◆ To do: Type every record exactly as it appears.

◆ Excerpted data:
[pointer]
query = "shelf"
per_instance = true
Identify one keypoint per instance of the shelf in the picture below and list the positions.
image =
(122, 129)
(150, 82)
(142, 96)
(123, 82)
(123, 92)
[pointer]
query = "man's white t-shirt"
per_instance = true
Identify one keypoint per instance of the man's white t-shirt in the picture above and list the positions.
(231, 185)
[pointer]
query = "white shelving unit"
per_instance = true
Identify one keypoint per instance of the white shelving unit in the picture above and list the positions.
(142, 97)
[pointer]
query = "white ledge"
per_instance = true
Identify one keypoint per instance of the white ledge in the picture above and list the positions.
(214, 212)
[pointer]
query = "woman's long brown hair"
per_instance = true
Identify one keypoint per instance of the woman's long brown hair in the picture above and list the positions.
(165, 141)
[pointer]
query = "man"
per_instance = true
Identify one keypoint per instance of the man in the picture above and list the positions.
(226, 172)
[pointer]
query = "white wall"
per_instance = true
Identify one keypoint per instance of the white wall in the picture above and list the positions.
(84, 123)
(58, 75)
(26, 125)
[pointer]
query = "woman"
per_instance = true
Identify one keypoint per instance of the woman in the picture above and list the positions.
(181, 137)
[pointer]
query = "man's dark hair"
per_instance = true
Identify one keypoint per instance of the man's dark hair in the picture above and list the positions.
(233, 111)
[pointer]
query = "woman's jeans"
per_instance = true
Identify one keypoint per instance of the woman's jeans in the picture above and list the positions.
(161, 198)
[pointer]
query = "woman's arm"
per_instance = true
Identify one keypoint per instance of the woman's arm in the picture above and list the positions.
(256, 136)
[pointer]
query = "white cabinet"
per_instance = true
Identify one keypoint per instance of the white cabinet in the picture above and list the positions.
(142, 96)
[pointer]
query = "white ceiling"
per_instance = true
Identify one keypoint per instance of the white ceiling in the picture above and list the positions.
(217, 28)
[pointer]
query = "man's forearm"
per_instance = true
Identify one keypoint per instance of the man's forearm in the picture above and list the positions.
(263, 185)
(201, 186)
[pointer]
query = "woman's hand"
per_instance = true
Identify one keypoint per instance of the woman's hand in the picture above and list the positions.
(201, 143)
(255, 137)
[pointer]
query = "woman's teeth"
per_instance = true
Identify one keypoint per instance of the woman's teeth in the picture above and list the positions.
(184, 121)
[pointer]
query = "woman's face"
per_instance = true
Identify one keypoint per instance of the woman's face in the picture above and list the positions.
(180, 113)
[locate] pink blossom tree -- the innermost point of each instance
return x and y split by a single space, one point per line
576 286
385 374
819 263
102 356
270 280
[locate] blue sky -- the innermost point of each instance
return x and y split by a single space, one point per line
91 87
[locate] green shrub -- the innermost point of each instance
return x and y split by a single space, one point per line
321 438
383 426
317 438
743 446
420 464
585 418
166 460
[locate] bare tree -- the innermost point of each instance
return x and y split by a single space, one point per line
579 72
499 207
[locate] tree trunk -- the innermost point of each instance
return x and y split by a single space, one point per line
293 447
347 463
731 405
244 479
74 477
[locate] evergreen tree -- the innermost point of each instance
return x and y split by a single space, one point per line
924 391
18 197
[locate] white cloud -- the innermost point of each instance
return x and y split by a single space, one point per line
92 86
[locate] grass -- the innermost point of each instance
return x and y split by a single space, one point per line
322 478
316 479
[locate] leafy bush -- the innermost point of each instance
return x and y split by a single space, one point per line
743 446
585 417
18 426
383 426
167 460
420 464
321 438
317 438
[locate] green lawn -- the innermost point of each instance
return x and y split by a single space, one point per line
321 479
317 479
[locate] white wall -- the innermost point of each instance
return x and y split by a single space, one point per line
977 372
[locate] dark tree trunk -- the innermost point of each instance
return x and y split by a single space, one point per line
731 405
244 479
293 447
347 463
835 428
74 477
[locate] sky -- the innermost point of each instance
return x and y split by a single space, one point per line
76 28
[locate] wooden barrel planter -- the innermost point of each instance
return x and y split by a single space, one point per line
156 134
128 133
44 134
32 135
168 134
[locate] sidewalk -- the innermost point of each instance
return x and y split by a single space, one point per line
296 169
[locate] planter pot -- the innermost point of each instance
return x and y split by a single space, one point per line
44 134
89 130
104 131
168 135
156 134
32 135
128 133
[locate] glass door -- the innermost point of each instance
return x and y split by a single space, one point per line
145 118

◆ Solved exercise:
[pointer]
query = "shelf"
per_instance = true
Identify one keypoint per instance of the shelf in the picture below and list the positions.
image =
(122, 129)
(150, 82)
(142, 96)
(123, 82)
(123, 92)
[pointer]
query = "man's white t-shirt"
per_instance = true
Identify one keypoint per instance of the man's white t-shirt in the picture above and list the positions.
(231, 185)
[pointer]
query = "white shelving unit"
per_instance = true
Identify one keypoint per instance of the white shelving unit in the picture above and list the positions.
(142, 97)
[pointer]
query = "white ledge"
per_instance = true
Identify one keypoint per instance of the white ledge in the picture above and list the positions.
(214, 212)
[pointer]
query = "woman's long brown hair"
per_instance = true
Identify one keypoint per instance of the woman's long brown hair in the picture above and list the positions.
(165, 141)
[pointer]
query = "man"
per_instance = true
Identify one keypoint per instance of the man in the picture above and list the positions.
(226, 172)
[pointer]
query = "white wall"
per_instance = true
Identify one keypoint per instance of the white wall in the picture above and list the positions.
(84, 123)
(58, 75)
(26, 125)
[pointer]
query = "woman"
per_instance = true
Identify one keypoint per instance of the woman in the picture above and list the positions.
(181, 137)
[pointer]
query = "man's dark hair"
per_instance = true
Identify one keypoint per instance of the man's dark hair in the picture above and list the positions.
(233, 111)
[pointer]
query = "woman's jeans"
per_instance = true
Identify one keypoint per instance of the woman's jeans in the picture above and list the positions.
(161, 198)
[pointer]
query = "woman's arm"
per_instance = true
Identify one keypoint per instance of the woman's arm in the picture above and list the positions.
(256, 136)
[pointer]
query = "white cabinet"
per_instance = true
Identify one keypoint per instance of the white cabinet in the picture above and list the positions.
(142, 96)
[pointer]
query = "white ceiling"
per_instance = true
Identify one keypoint per instance of the white ceiling in the picture above and list the positions.
(217, 28)
[pointer]
query = "man's forearm"
per_instance = true
Identify one keypoint per instance of the man's forearm in the picture above and list the positions.
(263, 185)
(201, 186)
[pointer]
query = "woman's hand"
per_instance = true
Identify one keypoint per instance of the woman's hand in the picture above and list the positions.
(201, 143)
(255, 137)
[pointer]
query = "woman's teeth"
per_instance = true
Identify one keypoint per instance of the woman's teeth in the picture above and list the positions.
(184, 121)
[pointer]
query = "woman's face"
per_instance = true
Identify one keypoint per instance of the woman's face in the picture above and list the positions.
(180, 113)
[locate] pink blossom tree -- the innermost point of each instance
return x and y split by a single space, one point per line
576 286
385 374
819 263
102 356
270 280
[locate] blue sky -- the innermost point of each instance
return x and y split by a single space, one point per line
91 87
[locate] green shrub -- the innermost point of each instance
return x and y split by a single space, one point per line
321 438
383 426
317 438
743 446
420 464
585 418
166 460
[locate] bare tree -- the innermost point of each instance
return x and y split by a single space, one point per line
579 72
499 207
[locate] tree trunk -- the innermost point of each instance
return x and y split by a single space, one point per line
293 447
347 463
731 405
244 479
74 477
[locate] evergreen tree -- the innermost point of each instance
return x and y split by a single space, one point per line
924 391
18 197
[locate] white cloud -- the innermost point of each instance
return x and y split by a single space, one point per line
92 86
[locate] grass -- the innermost point of each instance
return x and y split by a single space, one point per line
322 478
316 479
[locate] leafy bush -- the innermost point of each instance
return x and y split by a single space, one point per line
743 446
585 417
18 426
383 426
167 460
420 464
321 438
317 438
[locate] green lawn -- the innermost point of each instance
return x and y split by a single space, one point per line
321 479
317 479
[locate] white wall -- the innermost point of each instance
return x and y split by a single space, one point per line
977 372
[locate] dark tree trunk -- the innermost point of each instance
return x and y split by a single space, one point per line
731 405
244 479
293 447
347 463
835 428
74 477
[locate] sky -- the innermost point of each instance
return x and y split by a single space, one point per line
76 28
[locate] wooden barrel planter -- the innermost point of each instance
return x and y split by a single space, one point per line
156 134
128 133
44 134
32 135
168 134
[locate] sidewalk -- the innermost point of each instance
return x and y split by a single space, one point per line
296 169
[locate] planter pot -- the innermost point of each instance
return x and y split by a single space, one point per line
44 134
89 130
104 131
168 135
156 134
32 135
128 133
[locate] glass door -- the innermost point of each instance
return x and y split by a single space, one point per line
145 118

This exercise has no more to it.